WHAT TO WORK ON: Every line in the listing should be set down again verbatim.

Segment Open

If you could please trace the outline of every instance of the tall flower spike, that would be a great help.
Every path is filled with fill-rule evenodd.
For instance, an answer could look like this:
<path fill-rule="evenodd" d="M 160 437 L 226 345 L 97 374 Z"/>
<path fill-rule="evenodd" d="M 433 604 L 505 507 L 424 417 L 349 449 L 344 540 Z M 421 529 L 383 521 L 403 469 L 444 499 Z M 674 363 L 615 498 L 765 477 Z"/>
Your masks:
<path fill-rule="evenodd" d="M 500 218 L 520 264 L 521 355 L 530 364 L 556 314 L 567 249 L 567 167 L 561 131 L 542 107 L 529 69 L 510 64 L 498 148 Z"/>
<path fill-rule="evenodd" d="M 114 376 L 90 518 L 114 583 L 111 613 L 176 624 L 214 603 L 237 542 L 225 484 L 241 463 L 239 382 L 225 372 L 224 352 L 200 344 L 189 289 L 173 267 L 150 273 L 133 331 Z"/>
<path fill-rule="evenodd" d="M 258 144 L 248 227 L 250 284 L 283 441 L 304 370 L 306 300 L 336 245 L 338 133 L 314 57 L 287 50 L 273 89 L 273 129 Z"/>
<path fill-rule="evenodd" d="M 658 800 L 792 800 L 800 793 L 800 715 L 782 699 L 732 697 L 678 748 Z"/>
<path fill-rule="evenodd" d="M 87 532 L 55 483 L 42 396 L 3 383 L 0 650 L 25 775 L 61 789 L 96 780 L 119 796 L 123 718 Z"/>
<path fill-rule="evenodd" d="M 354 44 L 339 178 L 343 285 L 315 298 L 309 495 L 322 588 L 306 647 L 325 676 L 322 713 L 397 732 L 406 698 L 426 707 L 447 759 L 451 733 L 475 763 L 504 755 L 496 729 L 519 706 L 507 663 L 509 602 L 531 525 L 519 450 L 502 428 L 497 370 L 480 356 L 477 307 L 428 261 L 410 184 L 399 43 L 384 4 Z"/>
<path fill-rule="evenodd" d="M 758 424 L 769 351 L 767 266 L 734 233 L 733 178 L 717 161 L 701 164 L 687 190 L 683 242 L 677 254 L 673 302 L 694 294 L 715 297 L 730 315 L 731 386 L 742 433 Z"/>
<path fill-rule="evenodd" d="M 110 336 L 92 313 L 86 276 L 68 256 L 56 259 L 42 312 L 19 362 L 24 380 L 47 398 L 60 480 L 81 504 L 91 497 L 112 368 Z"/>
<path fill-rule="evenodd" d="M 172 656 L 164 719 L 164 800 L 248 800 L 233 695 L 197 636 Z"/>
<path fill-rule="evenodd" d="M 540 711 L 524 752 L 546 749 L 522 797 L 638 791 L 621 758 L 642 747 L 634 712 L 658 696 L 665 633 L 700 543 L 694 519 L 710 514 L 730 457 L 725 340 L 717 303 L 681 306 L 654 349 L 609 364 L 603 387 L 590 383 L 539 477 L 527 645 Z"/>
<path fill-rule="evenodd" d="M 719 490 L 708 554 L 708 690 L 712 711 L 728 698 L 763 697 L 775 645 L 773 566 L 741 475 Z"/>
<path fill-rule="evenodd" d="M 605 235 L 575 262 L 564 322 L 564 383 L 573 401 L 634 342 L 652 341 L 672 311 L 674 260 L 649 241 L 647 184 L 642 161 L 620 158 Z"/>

Segment Closed

EXPECTED ANSWER:
If you could please trace the outline of every instance of the tall flower spike, that would be a great help.
Every path is filled with fill-rule evenodd.
For instance, an answer could look like this:
<path fill-rule="evenodd" d="M 160 437 L 226 345 L 97 374 Z"/>
<path fill-rule="evenodd" d="M 433 604 L 505 507 L 424 417 L 349 449 L 344 540 Z M 421 529 L 383 521 L 403 469 L 444 499 Z M 674 363 L 615 498 L 765 477 Z"/>
Your masks:
<path fill-rule="evenodd" d="M 500 218 L 520 264 L 521 355 L 530 364 L 556 314 L 567 249 L 567 167 L 561 131 L 542 107 L 529 69 L 510 64 L 498 148 Z"/>
<path fill-rule="evenodd" d="M 114 376 L 90 518 L 114 583 L 111 613 L 176 624 L 214 603 L 237 542 L 225 484 L 241 463 L 239 382 L 225 372 L 224 352 L 200 344 L 189 289 L 173 267 L 150 273 L 133 331 Z"/>
<path fill-rule="evenodd" d="M 258 144 L 248 227 L 250 284 L 283 441 L 304 370 L 306 300 L 336 245 L 338 133 L 314 57 L 287 50 L 273 89 L 273 129 Z"/>
<path fill-rule="evenodd" d="M 658 800 L 792 800 L 800 793 L 800 715 L 782 699 L 732 697 L 678 748 Z"/>
<path fill-rule="evenodd" d="M 87 532 L 55 483 L 42 396 L 3 383 L 0 650 L 25 775 L 61 789 L 96 780 L 119 796 L 123 718 Z"/>
<path fill-rule="evenodd" d="M 354 44 L 339 178 L 343 285 L 315 298 L 309 495 L 322 588 L 306 647 L 325 676 L 322 713 L 397 732 L 406 698 L 426 707 L 447 759 L 451 733 L 475 763 L 504 755 L 496 729 L 519 706 L 507 663 L 509 602 L 531 525 L 519 450 L 502 428 L 497 370 L 480 356 L 477 307 L 428 261 L 410 184 L 399 43 L 384 4 Z"/>
<path fill-rule="evenodd" d="M 758 424 L 769 351 L 767 266 L 734 233 L 733 178 L 717 161 L 701 164 L 687 190 L 683 242 L 677 254 L 673 302 L 694 294 L 715 297 L 730 315 L 731 386 L 742 433 Z"/>
<path fill-rule="evenodd" d="M 110 336 L 92 313 L 86 276 L 68 256 L 56 259 L 42 312 L 19 362 L 24 380 L 47 398 L 60 480 L 81 504 L 91 497 L 112 368 Z"/>
<path fill-rule="evenodd" d="M 172 656 L 164 719 L 164 800 L 248 800 L 233 695 L 197 636 Z"/>
<path fill-rule="evenodd" d="M 540 711 L 524 752 L 546 749 L 522 797 L 638 791 L 621 758 L 642 747 L 634 712 L 658 696 L 665 633 L 700 543 L 694 519 L 710 514 L 730 457 L 725 340 L 717 303 L 681 306 L 654 349 L 609 364 L 603 387 L 590 383 L 539 477 L 527 645 Z"/>
<path fill-rule="evenodd" d="M 719 490 L 708 554 L 708 690 L 712 711 L 728 698 L 763 697 L 775 645 L 773 566 L 741 475 Z"/>
<path fill-rule="evenodd" d="M 605 235 L 575 262 L 564 322 L 564 383 L 573 401 L 634 342 L 652 341 L 672 311 L 674 260 L 649 241 L 647 184 L 642 161 L 620 158 Z"/>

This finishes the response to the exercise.